▶ Reading passage

※

What got you interested?

Discussion in 'Historiography' started by Gage, Mar 4, 2006.

  1. Biggles115

    Biggles115 Member

    Hallo all

    I guess I got interested because I grew up in 'good years' to grow up in - the late '60s to mid 70s!

    It must be admitted, Action Man played a Major Role, as did 1/32nd scale meltable soldiers, war movies on the tv during school holidays and a feeling that you really were surrounded by Veterans. If I took more notice at the time I could tell you more about them all. But, back then, my time was taken up playing the game every boy loved: War.

    I wonder how those Veterans must have shaken their heads, or chuckled in their beer to themselves, "if only those boys knew"...

    But there we were, running over the rubble of 'bomb sites', a massive mob of average age ten year olds in monkey boots, wearing every assortment of beret's and sidecaps (baseball caps were nowhere!) you could imagine!

    Making the universal 'brrrrrrrrrrrrrr' noise of a German machine gun and lobbing invisible hand grenades from foxholes only a few yards away from each other. Where I grew up, there were still piles of rubble which were once houses and empty burnt out warehouses, believe it or not! Quite a few pillboxes to duck and dive around (although you'd never go there after dusk), making grenade attacks into block houses (this time with bricks) and storming the pillboxes with Sten's made of the correct shaped twigs. That twig may have been found hours ago, but knowing you'd most likely being playing 'war' later, you've kept it all day long, safe and secure! Or, joy of joys, you might find some old pipe of the correct scale and length, the perfect bazooka!

    "DurDurDurDurDurDurDur!" That's the sound of a twigSten. Of course, we learnt all this from the pages of Battle and Commando and War Picture etc,
    who made clear the differences between the sounds of weapons. Regularly swopped, the comic supply never ended and you leant your combat moves from the cover art!

    Can you imagine the fun of attacking your own real Docks Area, when you've just watched "The Gift Horse" on tv? Rummaging through the detritus of flattened warehouses before making your way down to the River to rummage on the shore, eyes keenly looking for shrapnel but not really knowing what shrapnel looked like.

    The docks were virtually empty back then, just unused, just sitting there to be a playground for kids playing War in their grandad's hat, throwing invisible grenades the way he showed you with an apple or orange when he got a bit jokey.

    The kind of stuff you wouldn't let your own kids do, the type of stuff kids aren't even encouraged to do. Play 'out', run around, be active, be fit, be free, be free to imagine, be free to nearly but not quite break your arm falling down a hole. And do it supervised only by your peers.

※

Dataset entries
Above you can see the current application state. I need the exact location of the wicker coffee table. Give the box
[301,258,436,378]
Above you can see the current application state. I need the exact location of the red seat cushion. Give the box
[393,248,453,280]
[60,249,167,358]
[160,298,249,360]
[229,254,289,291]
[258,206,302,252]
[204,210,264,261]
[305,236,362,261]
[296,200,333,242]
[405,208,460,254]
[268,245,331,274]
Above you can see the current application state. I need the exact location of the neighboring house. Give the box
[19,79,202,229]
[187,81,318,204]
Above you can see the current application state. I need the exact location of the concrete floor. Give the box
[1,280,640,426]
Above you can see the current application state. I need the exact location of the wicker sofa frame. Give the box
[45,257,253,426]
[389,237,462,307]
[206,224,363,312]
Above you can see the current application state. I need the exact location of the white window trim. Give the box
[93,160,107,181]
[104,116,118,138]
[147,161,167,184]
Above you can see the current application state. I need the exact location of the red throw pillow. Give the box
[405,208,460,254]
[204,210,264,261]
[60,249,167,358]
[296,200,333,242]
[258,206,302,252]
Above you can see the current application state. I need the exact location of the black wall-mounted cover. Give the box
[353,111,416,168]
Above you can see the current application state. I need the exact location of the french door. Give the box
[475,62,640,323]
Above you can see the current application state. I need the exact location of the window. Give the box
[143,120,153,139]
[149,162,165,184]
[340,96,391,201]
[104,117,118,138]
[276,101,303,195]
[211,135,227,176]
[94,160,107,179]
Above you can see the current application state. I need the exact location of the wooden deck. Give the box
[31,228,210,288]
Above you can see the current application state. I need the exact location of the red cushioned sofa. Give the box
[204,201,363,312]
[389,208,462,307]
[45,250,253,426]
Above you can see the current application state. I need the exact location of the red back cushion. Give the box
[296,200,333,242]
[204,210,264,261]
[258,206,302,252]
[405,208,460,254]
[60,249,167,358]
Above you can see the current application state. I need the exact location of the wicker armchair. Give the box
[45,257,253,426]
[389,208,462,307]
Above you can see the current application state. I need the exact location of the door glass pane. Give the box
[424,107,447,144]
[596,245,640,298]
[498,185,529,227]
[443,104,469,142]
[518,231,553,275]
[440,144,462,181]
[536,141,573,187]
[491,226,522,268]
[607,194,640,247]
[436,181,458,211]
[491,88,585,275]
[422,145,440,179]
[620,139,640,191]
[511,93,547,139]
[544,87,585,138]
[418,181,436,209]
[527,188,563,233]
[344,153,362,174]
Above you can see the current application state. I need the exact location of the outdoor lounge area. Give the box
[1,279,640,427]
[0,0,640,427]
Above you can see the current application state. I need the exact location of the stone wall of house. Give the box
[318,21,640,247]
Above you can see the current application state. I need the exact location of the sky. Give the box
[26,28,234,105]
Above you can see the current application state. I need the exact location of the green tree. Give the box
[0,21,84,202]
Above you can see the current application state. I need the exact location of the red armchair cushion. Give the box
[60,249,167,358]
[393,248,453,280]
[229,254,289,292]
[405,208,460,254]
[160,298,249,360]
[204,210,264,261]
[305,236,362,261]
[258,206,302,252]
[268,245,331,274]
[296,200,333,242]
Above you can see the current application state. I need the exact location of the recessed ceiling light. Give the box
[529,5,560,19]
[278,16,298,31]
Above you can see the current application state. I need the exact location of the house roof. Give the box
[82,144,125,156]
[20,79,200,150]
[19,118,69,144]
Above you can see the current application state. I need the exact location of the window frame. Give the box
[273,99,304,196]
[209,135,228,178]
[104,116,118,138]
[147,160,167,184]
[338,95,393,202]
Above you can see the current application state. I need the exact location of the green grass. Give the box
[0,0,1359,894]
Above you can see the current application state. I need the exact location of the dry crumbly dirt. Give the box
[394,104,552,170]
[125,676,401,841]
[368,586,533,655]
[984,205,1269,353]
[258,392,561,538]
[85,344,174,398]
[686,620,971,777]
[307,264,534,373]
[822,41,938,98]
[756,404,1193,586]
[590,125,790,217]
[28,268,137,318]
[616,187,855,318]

※

▶ What is required
Please answer from the forum post: what did the boys make their Sten guns from?

▶ Result
Twigs of the correct shape.